TEXTAUSZUG
● ● ● ● ● ● ●
Überprüfen: Ob Ihr Pferd die Bedeutung des Clickers verstanden hat, erkennen Sie, wenn es zu einem unerwarteten Moment mit Aufmerksamkeit auf das Geräusch reagiert, also hinschaut und interessiert die Ohren spitzt.
Trainingsplan: Bevor Sie eine Übung beginnen, überlegen Sie, wie Sie das Training aufbauen wollen. Welche Etappen soll Ihr Pferd für die Übung bewältigen? Welches Verhalten sollten Sie daher belohnen?
Jetzt geht's los: Immer, wenn Ihr Pferd das gewünschte Verhalten zeigt, clicken Sie und geben direkt im Anschluss ein Leckerli oder kraulen Ihr Pferd.
Übrigens: Auch ein Wort kann als Belohnungssignal dienen. Das Stimmsignal muss jedoch jedes Mal absolut einheitlich gesagt werden. Verwenden Sie kein Wort, das dem Pferd auch in anderen Situationen begegnen würde, sondern einen ganz neuen Begriff.
Die Kraft der Gedanken: Kommunikation mit "Inneren Bildern"
„Innere Bilder erscheinen vor dem inneren Auge wie ein Foto oder Film, wenn wir uns an bestimmte Dinge erinnern“, erklärt Nicole Künzel. Die Dressurausbilderin aus Burgwedel in Niedersachsen (www.evipo.de) hat sich intensiv mit ihrer Wirkung beschäftigt und integriert sie ins eigene Training. Schöne Erlebnisse und Glücksgefühle sorgen für positive innere Bilder. Genauso können Bilder, die uns stressen, etwa ein früherer Sturz vom Pferd, zu Sorge, Angst und Verspannungen führen. Auch ein Geruch, ein Gefühl oder ein Geräusch rufen innere Bilder hervor.
Wie wirken innere Bilder aufs Pferd? Als Fluchttier ist das Pferd darauf angewiesen, kleinste Signale zu registrieren. Innere Bilder, egal ob positiv oder negativ, beeinflussen unsere Körpersprache, Stimmung und Energie – all das nimmt das Pferd ganz genau wahr, etwa über unseren Herzschlag oder die Körperspannung. Stimmen Sie sich deshalb schon zu Hause positiv auf den Umgang mit dem Pferd ein, indem Sie sich schöne Ereignisse vor Augen rufen, etwa einen Ausritt bei Sonnenschein.
● ● ● ● ● ● ●
GESPEICHERTE DATEN
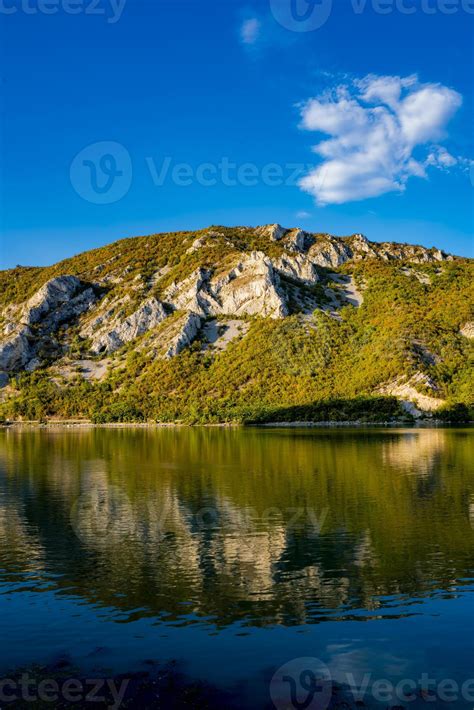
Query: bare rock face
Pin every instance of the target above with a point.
(297, 267)
(250, 288)
(468, 330)
(406, 389)
(296, 240)
(59, 300)
(17, 349)
(275, 232)
(115, 333)
(192, 294)
(187, 330)
(329, 253)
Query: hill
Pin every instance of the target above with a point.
(239, 324)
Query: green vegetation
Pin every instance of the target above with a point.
(302, 367)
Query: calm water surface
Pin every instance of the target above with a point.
(235, 551)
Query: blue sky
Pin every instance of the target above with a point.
(120, 120)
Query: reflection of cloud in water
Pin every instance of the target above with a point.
(416, 451)
(19, 544)
(351, 663)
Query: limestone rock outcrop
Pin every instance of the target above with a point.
(108, 335)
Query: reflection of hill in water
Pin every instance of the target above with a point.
(224, 523)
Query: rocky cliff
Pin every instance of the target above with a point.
(159, 294)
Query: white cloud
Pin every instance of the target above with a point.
(376, 125)
(250, 30)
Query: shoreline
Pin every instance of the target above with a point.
(77, 424)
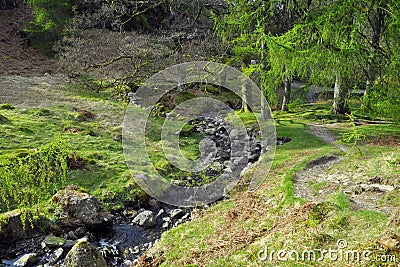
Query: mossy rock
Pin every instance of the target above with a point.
(7, 106)
(83, 254)
(3, 119)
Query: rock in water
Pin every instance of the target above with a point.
(26, 260)
(80, 208)
(3, 119)
(83, 254)
(145, 219)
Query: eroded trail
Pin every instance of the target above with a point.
(318, 181)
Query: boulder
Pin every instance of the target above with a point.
(83, 254)
(52, 241)
(27, 260)
(3, 119)
(12, 229)
(145, 219)
(80, 208)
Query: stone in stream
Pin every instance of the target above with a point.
(83, 254)
(145, 219)
(12, 228)
(79, 208)
(27, 260)
(52, 241)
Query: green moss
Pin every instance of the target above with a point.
(7, 106)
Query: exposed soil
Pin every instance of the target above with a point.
(315, 183)
(16, 56)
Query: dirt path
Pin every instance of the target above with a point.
(316, 182)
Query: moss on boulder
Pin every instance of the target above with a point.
(83, 254)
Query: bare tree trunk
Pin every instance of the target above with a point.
(339, 96)
(264, 112)
(286, 95)
(245, 106)
(181, 86)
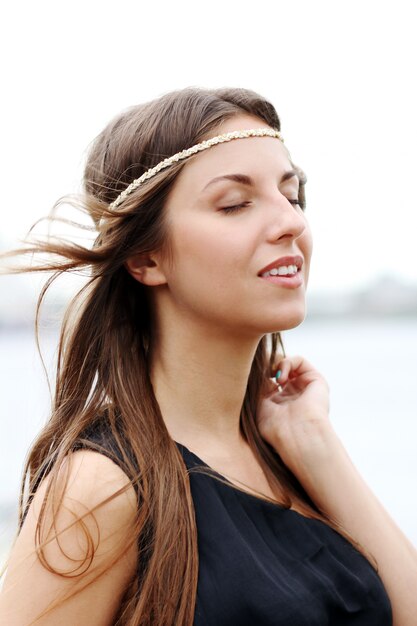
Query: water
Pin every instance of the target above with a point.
(371, 367)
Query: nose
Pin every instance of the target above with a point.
(285, 220)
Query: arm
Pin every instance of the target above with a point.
(30, 588)
(295, 422)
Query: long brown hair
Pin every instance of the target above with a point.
(102, 368)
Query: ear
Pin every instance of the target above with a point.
(146, 269)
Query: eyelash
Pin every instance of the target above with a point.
(237, 207)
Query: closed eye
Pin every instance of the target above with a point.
(237, 207)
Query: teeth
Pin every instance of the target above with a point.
(284, 270)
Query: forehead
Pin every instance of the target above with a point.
(255, 156)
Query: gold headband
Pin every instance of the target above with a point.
(236, 134)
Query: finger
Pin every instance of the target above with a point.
(282, 370)
(293, 367)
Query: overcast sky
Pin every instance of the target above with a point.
(341, 75)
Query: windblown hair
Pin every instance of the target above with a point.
(106, 335)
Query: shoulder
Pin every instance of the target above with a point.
(84, 528)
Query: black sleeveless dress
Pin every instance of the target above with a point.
(263, 565)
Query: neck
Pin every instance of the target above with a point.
(199, 379)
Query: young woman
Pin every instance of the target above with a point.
(189, 473)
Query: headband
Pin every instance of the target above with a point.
(236, 134)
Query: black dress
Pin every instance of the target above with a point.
(263, 565)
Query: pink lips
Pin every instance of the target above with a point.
(291, 282)
(284, 260)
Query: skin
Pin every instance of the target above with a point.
(210, 306)
(210, 310)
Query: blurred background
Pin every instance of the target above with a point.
(341, 78)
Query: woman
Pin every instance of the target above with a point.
(189, 473)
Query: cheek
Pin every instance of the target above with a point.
(206, 247)
(306, 246)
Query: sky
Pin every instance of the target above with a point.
(341, 76)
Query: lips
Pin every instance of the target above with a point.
(296, 260)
● ● ● ● ● ● ●
AUFGABENREIHE
(A) Fasse den Absatz im Textauszug, der mit „Übrigens: Auch ein Wort“ beginnt, als kurze Liste zusammen.
(B) Warum wirken die inneren Bilder eines Menschen laut Textauszug auf das Pferd? Antworte in ein bis drei Sätzen.

VOLLSTÄNDIGE LÖSUNGEN
(A)
- Auch ein Wort kann als Belohnungssignal dienen.
- Dieses Stimmsignal muss jedes Mal absolut einheitlich gesagt werden.
- Geeignet ist ein ganz neuer Begriff, den das Pferd nicht aus anderen Situationen kennt.

(B) Als Fluchttier ist das Pferd darauf angewiesen, kleinste Signale zu registrieren. Innere Bilder beeinflussen unsere Körpersprache, Stimmung und Energie, und das nimmt das Pferd genau wahr, etwa über unseren Herzschlag oder die Körperspannung.